REQUIRED WORK – Reproduce every line from the very start down through the one containing "point(1133, 740)", leaving out the pictures. Scale each coordinate in the answers by 2.3 and round to whole numbers with halves going up, keeping all other text unchanged.

===============

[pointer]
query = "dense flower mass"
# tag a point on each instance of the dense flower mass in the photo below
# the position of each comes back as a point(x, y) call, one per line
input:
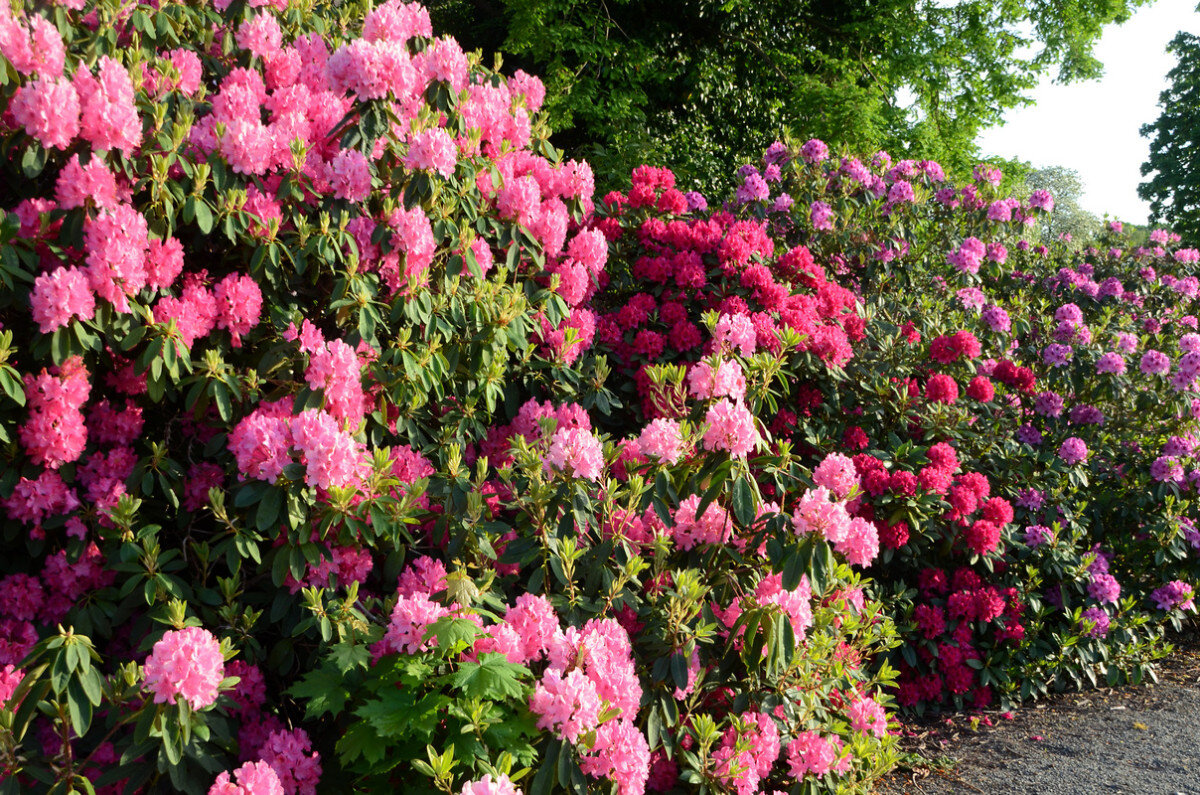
point(312, 336)
point(189, 663)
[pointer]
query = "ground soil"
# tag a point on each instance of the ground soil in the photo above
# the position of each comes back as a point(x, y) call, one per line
point(1133, 740)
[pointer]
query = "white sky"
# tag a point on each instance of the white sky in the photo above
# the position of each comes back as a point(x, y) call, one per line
point(1092, 127)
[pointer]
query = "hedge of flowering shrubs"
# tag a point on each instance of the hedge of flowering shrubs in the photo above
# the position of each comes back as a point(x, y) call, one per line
point(351, 441)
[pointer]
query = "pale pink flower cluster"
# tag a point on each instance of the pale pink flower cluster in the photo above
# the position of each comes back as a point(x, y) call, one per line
point(663, 438)
point(291, 755)
point(725, 381)
point(796, 604)
point(10, 677)
point(55, 432)
point(108, 118)
point(756, 735)
point(867, 715)
point(730, 428)
point(411, 619)
point(736, 332)
point(413, 237)
point(48, 109)
point(189, 663)
point(117, 243)
point(576, 452)
point(431, 150)
point(817, 513)
point(60, 296)
point(239, 305)
point(34, 49)
point(622, 755)
point(837, 472)
point(861, 544)
point(606, 656)
point(811, 753)
point(33, 501)
point(351, 175)
point(714, 526)
point(263, 441)
point(78, 184)
point(335, 368)
point(969, 256)
point(567, 704)
point(261, 35)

===============

THE REPLY –
[pointer]
query = "dense flower mass"
# tag a point on each instance of the dense flower mass in the photo below
# the position of each comes back as a point(x, y) call, one per line
input:
point(718, 773)
point(435, 1525)
[pointer]
query = "ground soil"
# tag a point on each instance of the ground soil in the photo above
# the position of each comes back as a point(x, y) call, one per line
point(2606, 1702)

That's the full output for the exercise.